GIVEN TEXT >>
RESULTS: The end-systolic elastance of the pulmonary atresia with intact ventricular septum group was significantly inferior to that of the tricuspid atresia group after bidirectional Glenn procedure and total cavopulmonary connection (1 year after total cavopulmonary connection 1.85 ± 0.51 mm Hg · m² · mL^–1 vs 2.84 ± 0.96 mm Hg · m² · mL^–1, P < .01). The arterial elastance was not different between groups throughout the assessment period and tended to increase in a stepwise fashion after bidirectional Glenn procedure and total cavopulmonary connection. The arterial elastance/end-systolic elastance ratio and ratio of stroke work and pressure-volume area of the pulmonary atresia with intact ventricular septum group tended to worsen, whereas those of the tricuspid atresia group tended to improve. The difference reached statistical significance 1 year after total cavopulmonary connection (1.15 ± 0.35 vs 0.82 ± 0.23 and 64.2% ± 6.7% vs 71.3% ± 5.7%, respectively, P < .05 and P < .05, respectively).

WORK ORDER >> Resume the abstract comparing ventricular function in pulmonary atresia with intact ventricular septum and tricuspid atresia, starting after its last sentence. The data play no part in this exercise.

MATERIAL PROVIDED >>
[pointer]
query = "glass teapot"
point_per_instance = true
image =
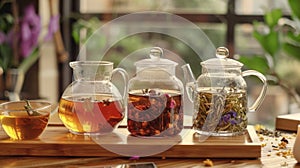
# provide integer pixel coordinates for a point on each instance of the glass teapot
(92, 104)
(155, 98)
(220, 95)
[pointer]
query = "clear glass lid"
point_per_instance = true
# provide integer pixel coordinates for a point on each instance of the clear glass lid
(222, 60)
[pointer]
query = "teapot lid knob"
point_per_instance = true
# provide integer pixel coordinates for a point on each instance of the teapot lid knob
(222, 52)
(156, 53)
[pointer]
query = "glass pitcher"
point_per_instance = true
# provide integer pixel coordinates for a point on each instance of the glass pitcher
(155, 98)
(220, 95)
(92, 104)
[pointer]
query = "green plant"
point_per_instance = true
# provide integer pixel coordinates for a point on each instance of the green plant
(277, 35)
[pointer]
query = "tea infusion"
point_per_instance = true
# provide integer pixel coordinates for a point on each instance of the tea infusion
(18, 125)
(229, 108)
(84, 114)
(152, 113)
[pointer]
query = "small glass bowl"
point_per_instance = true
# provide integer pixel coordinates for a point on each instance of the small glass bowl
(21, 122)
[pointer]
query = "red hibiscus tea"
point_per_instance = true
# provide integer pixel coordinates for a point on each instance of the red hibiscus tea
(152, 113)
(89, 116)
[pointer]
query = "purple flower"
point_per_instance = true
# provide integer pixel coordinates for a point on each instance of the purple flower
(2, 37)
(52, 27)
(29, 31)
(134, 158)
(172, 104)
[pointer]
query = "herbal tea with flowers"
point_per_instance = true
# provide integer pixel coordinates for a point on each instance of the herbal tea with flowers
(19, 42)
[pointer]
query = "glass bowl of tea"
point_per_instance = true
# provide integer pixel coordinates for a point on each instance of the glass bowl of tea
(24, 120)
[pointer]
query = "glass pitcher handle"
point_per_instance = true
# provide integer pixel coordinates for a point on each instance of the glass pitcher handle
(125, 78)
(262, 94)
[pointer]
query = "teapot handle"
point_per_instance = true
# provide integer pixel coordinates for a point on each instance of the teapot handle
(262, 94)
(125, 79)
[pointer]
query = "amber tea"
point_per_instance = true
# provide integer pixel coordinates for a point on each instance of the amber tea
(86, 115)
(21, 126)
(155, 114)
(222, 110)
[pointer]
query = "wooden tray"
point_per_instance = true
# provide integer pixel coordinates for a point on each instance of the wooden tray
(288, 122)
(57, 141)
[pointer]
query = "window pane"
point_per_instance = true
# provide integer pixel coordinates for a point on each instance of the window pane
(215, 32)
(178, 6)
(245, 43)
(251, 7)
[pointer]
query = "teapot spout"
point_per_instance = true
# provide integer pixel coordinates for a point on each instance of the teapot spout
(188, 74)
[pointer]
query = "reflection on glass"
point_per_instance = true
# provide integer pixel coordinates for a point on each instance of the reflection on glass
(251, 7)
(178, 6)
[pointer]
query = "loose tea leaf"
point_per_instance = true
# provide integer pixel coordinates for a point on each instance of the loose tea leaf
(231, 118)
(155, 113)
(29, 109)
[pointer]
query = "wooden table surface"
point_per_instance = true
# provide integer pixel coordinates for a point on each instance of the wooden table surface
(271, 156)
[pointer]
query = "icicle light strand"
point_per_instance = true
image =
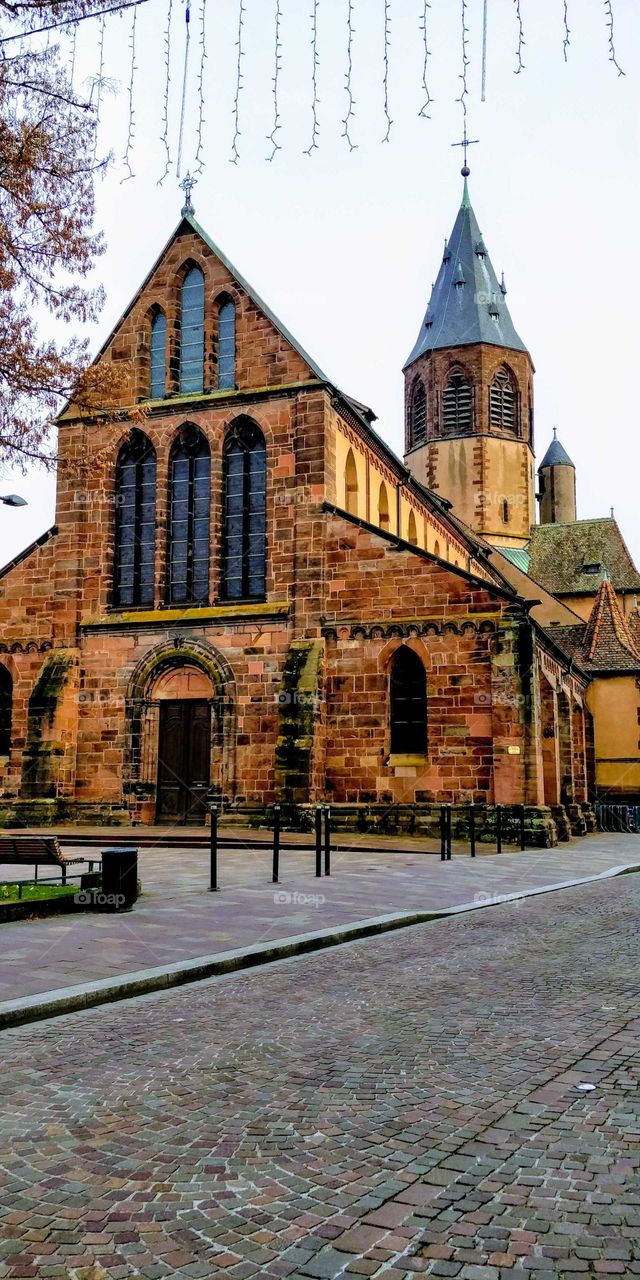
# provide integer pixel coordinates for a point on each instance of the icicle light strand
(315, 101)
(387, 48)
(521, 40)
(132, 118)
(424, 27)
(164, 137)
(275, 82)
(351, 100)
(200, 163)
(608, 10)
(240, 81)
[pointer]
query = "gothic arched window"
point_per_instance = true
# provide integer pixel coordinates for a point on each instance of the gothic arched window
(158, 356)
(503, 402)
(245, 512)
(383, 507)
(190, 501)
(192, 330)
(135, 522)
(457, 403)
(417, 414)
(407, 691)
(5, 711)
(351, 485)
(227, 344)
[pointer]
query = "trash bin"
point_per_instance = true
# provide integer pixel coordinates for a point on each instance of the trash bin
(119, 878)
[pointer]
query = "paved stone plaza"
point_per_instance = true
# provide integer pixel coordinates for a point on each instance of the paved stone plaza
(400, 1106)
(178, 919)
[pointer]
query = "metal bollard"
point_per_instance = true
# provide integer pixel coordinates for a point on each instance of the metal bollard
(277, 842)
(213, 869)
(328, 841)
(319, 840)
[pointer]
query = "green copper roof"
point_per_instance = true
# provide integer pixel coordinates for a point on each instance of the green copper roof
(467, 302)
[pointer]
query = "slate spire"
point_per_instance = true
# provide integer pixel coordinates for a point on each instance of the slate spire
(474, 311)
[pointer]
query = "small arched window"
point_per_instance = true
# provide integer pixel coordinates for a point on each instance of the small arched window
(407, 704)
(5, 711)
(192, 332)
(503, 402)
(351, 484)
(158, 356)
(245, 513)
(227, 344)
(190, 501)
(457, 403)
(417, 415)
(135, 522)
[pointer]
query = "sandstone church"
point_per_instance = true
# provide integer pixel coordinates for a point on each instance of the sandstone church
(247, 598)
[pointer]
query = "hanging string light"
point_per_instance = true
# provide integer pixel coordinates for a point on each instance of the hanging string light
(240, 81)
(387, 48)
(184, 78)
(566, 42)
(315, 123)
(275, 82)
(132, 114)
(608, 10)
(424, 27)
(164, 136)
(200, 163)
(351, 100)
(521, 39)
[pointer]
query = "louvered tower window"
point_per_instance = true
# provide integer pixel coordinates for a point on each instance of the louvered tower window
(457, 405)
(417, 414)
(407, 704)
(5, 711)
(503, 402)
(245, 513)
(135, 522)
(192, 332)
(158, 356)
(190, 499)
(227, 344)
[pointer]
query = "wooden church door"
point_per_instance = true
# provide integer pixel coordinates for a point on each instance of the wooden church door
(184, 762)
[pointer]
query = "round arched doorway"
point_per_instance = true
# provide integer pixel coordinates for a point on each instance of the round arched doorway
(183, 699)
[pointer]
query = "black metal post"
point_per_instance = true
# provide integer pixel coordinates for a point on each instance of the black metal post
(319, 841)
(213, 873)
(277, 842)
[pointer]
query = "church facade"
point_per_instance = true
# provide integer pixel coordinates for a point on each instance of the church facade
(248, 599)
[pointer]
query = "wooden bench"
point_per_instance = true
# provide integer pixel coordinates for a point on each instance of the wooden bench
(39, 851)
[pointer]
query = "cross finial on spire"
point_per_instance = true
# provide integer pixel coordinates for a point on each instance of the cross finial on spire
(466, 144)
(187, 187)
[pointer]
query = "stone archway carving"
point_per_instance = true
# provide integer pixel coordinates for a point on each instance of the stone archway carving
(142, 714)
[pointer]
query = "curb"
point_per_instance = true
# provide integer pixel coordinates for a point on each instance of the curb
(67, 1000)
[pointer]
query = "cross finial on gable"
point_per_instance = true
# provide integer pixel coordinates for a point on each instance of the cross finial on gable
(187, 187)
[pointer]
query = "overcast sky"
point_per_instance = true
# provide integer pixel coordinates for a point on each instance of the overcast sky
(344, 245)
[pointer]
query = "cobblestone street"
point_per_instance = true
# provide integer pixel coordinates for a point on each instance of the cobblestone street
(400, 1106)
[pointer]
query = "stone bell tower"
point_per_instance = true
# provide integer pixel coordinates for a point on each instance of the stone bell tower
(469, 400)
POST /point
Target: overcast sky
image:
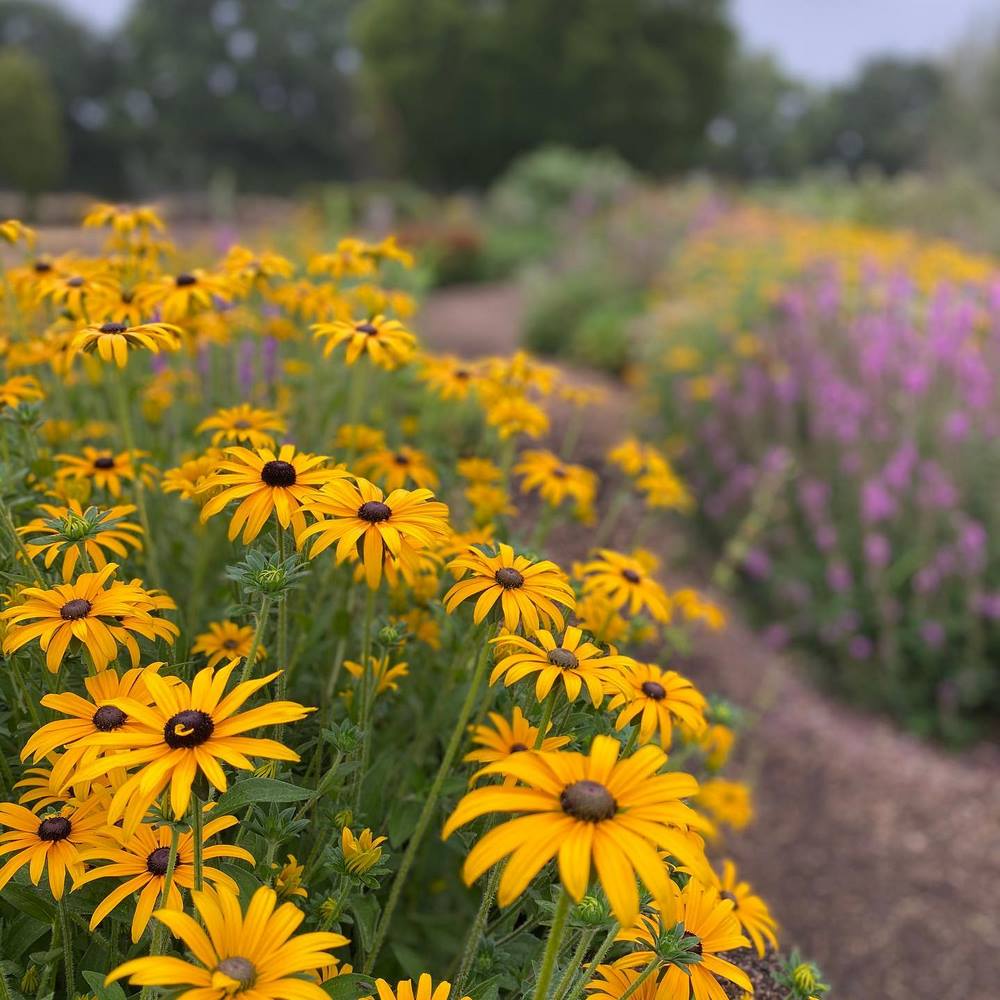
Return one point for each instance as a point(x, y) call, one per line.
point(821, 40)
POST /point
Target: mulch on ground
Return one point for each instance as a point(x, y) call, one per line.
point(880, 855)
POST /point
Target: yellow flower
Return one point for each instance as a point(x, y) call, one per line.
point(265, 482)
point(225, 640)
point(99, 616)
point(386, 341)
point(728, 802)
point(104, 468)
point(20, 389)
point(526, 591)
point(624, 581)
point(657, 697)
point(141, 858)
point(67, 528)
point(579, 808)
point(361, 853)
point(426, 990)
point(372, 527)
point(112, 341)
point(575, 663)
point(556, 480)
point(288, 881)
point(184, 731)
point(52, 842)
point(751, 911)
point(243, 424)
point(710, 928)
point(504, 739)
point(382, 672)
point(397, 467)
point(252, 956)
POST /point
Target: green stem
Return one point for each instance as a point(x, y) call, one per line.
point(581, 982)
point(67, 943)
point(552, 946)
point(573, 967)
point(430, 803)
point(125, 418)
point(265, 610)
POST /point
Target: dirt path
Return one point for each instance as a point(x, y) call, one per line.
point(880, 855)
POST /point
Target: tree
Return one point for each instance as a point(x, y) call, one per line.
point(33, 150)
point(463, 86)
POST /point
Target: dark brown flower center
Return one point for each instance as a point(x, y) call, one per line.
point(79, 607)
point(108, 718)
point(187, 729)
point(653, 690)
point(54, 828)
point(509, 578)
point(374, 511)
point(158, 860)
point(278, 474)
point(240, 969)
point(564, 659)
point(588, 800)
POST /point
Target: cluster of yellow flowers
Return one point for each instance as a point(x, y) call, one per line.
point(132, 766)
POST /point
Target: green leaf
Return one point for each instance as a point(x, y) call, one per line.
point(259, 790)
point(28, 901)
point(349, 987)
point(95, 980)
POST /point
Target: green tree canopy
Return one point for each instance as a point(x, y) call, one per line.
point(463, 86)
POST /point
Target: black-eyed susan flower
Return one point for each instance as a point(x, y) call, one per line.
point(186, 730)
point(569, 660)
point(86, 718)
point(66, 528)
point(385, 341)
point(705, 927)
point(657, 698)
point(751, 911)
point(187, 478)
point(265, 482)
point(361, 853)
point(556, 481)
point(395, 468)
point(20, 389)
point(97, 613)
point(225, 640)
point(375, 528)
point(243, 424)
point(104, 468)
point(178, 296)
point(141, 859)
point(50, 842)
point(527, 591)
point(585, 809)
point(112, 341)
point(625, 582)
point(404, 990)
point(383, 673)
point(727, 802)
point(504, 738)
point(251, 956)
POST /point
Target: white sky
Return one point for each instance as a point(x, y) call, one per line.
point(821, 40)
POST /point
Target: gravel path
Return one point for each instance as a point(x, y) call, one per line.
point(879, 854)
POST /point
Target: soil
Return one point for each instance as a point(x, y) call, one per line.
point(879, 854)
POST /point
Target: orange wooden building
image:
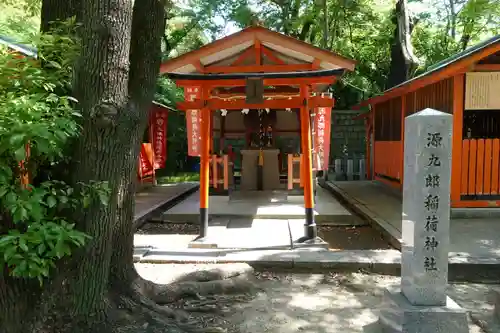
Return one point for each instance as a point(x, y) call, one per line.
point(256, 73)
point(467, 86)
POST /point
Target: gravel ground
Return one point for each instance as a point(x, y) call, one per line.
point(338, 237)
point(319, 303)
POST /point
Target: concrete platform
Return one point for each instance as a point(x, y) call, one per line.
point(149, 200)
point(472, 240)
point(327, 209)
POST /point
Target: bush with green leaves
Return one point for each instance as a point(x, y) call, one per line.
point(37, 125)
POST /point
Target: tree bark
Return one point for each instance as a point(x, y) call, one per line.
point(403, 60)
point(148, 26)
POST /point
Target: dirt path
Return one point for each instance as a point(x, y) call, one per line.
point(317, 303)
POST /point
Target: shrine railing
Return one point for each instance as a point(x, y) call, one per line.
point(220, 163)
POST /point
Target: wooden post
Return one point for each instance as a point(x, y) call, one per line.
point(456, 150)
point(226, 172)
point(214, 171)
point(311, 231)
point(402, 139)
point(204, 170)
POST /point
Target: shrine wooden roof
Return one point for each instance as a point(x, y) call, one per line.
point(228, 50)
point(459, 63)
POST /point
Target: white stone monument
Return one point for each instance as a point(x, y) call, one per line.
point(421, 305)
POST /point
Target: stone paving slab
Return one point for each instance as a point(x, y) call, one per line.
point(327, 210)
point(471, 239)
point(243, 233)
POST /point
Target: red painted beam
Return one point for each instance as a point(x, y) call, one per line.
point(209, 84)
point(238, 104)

RESULT >>
CONCLUSION: The contractility and ventricular efficiency of patients with pulmonary atresia with intact ventricular septum are inferior to those of patients with tricuspid atresia after bidirectional Glenn procedure and total cavopulmonary connection. A high-pressure residual right ventricle may impair the left ventricular performance of patients with pulmonary atresia with intact ventricular septum after bidirectional Glenn procedure and total cavopulmonary connection.

We hypothesize that the detail analysis of the interplay between contractility and afterload provided by end-systolic elastance (Ees), effective arterial elastance (Ea), ventriculoarterial coupling (Ea/Ees), and the ratio of stroke work and pressure-volume area (SW/PVA) manifests the impaired LV performance in patients with PA/IVS. In this study, the LV performances of patients with PA/IVS before and after the bidirectional Glenn procedure (BDG) and a staged total cavopulmonary connection (TCPC) were compared with those of patients with tricuspid atresia (TA). TA is also a single-ventricle disease that affects the left-dominant ventricle. The purpose of this study was to analyze the LV performance (contractility, afterload, ventricular efficiency) of patients with PA/IVS who had undergone right heart bypass surgery.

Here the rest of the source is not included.